*Written exercise*: Starting with the line that contains "Could you please spot the trash" and going on through the line that contains "(1054, 338)", write out each of those lines again in full. Shift every coordinate value in them by adding 60 to it, and leave the rest of the wording unchanged.

*Given data*:
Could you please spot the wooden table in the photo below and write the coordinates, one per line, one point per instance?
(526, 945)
* * *
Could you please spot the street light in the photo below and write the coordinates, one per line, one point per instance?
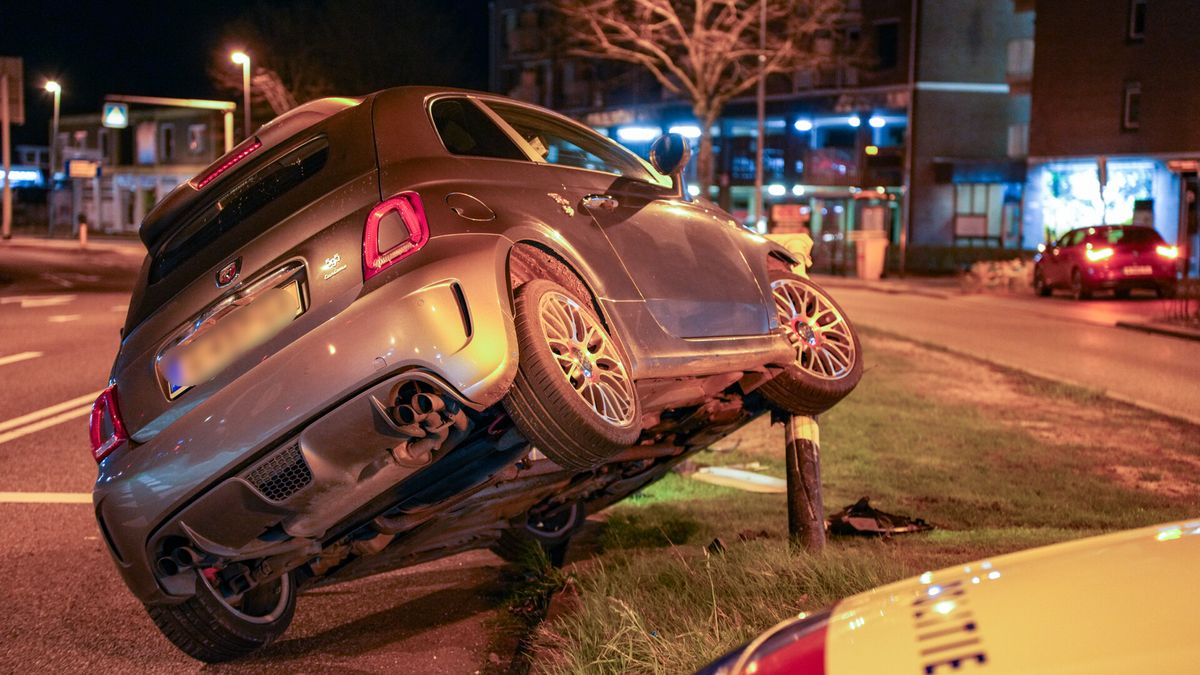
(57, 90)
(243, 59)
---
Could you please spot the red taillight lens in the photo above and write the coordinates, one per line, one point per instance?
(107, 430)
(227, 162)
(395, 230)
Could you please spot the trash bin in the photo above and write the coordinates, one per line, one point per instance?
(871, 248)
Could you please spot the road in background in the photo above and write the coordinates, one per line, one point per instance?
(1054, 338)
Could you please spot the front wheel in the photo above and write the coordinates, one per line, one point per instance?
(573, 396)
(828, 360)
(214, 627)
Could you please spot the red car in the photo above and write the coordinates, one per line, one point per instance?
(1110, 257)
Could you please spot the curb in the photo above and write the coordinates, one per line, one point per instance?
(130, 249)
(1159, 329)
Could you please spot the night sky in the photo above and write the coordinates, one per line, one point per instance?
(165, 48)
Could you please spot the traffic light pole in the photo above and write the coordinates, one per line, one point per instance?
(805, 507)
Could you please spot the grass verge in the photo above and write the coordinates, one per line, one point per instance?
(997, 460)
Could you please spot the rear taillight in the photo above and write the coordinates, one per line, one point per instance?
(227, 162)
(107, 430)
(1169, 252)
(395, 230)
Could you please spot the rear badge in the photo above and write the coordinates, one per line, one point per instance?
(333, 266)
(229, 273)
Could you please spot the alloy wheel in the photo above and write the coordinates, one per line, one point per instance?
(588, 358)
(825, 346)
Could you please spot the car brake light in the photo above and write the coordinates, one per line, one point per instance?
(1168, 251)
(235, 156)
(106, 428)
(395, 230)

*Written solution*:
Could you please spot the trash bin in the photo above and write the coordinates, one per line, one point per instance?
(931, 308)
Could you please spot the road in background in the photo above and write the coordinates, one per line, one point per instance?
(1114, 398)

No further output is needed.